─── MATERIALS PROVIDED

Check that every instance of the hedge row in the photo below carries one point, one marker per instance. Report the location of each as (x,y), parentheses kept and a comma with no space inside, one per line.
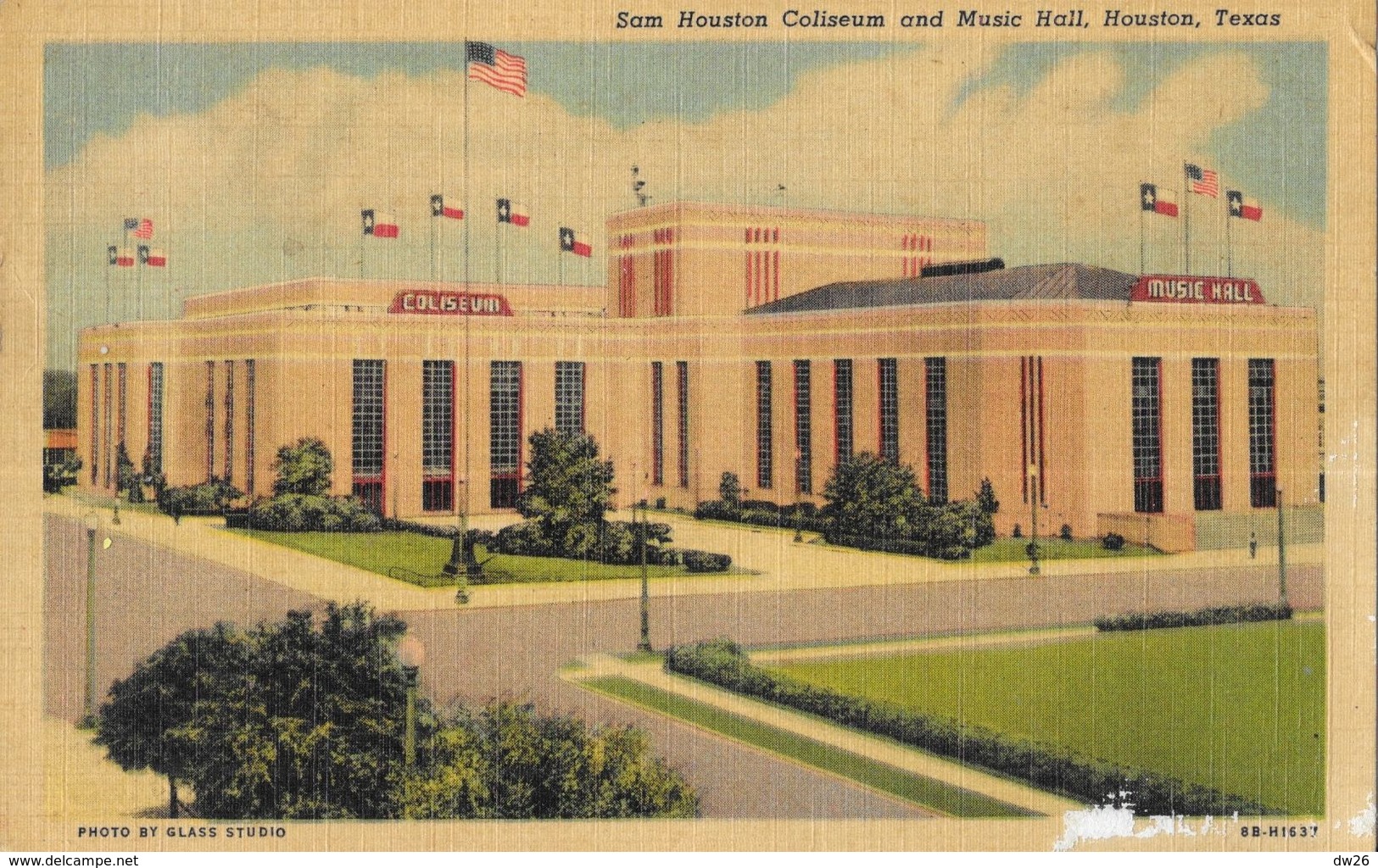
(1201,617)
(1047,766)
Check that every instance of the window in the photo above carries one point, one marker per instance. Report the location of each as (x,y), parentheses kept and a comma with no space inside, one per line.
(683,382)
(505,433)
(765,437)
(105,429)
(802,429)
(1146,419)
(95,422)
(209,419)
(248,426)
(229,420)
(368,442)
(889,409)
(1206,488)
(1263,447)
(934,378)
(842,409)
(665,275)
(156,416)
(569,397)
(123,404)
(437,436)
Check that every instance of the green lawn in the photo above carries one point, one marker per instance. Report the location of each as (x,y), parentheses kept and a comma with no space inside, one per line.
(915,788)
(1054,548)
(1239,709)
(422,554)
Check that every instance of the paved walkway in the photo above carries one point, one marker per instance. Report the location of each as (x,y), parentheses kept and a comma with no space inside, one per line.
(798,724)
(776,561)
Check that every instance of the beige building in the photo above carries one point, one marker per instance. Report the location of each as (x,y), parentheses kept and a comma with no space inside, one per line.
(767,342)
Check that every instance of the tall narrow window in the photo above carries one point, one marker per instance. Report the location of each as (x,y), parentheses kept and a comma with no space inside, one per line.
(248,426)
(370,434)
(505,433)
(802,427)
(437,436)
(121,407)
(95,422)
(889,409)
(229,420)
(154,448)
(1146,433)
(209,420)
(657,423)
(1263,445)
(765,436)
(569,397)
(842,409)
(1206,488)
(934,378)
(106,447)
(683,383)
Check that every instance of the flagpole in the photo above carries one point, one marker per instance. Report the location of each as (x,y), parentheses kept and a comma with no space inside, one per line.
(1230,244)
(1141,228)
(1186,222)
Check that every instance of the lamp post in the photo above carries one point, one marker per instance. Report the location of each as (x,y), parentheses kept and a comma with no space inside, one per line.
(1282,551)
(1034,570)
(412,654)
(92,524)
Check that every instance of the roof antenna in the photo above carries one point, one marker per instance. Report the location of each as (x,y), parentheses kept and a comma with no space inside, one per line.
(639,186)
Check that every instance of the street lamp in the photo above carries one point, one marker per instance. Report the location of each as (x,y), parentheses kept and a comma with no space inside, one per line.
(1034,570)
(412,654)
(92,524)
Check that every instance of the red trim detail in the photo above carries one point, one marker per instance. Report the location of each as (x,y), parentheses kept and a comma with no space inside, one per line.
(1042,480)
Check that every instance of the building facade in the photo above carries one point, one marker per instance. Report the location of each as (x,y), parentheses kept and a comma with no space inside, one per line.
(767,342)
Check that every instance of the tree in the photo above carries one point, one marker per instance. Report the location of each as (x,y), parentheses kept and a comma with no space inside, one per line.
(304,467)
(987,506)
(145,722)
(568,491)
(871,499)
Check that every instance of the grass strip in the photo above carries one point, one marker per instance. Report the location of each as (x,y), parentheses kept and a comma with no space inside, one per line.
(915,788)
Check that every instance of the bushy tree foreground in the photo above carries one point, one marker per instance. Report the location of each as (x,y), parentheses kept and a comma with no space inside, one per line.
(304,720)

──────
─── MATERIALS PROVIDED

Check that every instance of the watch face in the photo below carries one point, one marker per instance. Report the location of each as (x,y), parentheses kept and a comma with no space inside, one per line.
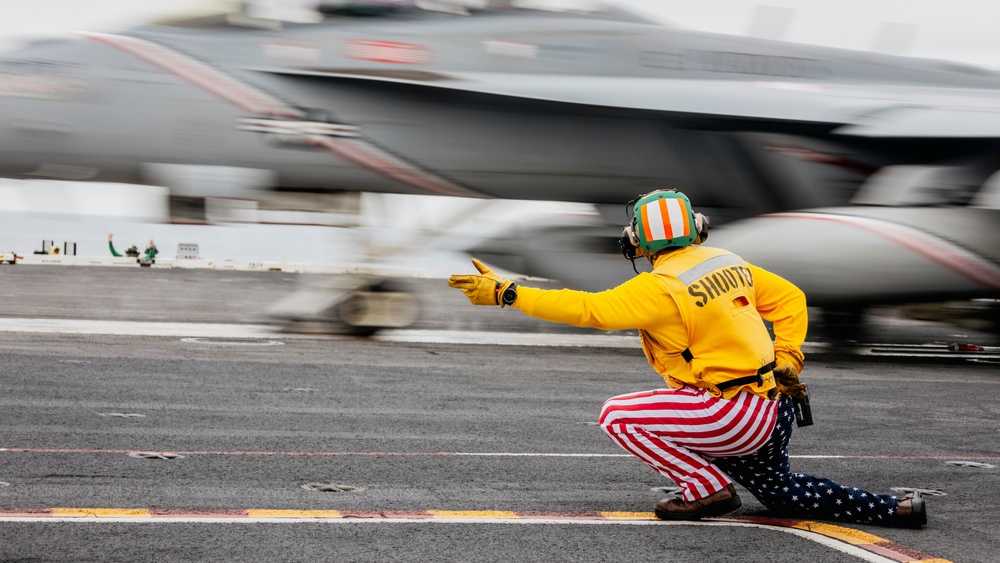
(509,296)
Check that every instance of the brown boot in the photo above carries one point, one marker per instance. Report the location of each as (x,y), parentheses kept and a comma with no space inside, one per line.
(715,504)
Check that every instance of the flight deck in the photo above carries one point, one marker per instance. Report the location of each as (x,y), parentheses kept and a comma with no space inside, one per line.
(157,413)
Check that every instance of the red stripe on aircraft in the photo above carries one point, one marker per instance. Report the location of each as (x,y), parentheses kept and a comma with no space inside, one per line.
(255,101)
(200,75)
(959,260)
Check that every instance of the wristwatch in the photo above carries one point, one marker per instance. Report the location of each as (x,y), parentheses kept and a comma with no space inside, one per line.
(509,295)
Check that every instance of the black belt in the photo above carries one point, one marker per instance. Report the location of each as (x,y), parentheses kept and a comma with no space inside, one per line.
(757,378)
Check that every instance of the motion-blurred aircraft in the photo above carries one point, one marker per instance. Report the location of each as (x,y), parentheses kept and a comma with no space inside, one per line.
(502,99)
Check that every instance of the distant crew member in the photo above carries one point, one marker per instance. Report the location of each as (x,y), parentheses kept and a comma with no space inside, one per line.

──────

§ **WHAT IS NEEDED**: Rewrite everything from the line containing "Check that every instance of the motion-blurred" down to the line containing "Check that every instance of the distant" as a JSON list of strings, one string per line, with blank lines omitted.

§ **TASK ANSWER**:
[
  "Check that every instance of the motion-blurred aircraft in the photo above carries one point, one marker per instance. Report the location of each as (x,y), parentheses kept and a comma with no space inside, one per line.",
  "(502,99)",
  "Check that every instance of the distant crew member in the photo above carries one point, one marker per instance. Report the location of each as (x,y), parentheses kept and a comma with no space inside, one per line."
]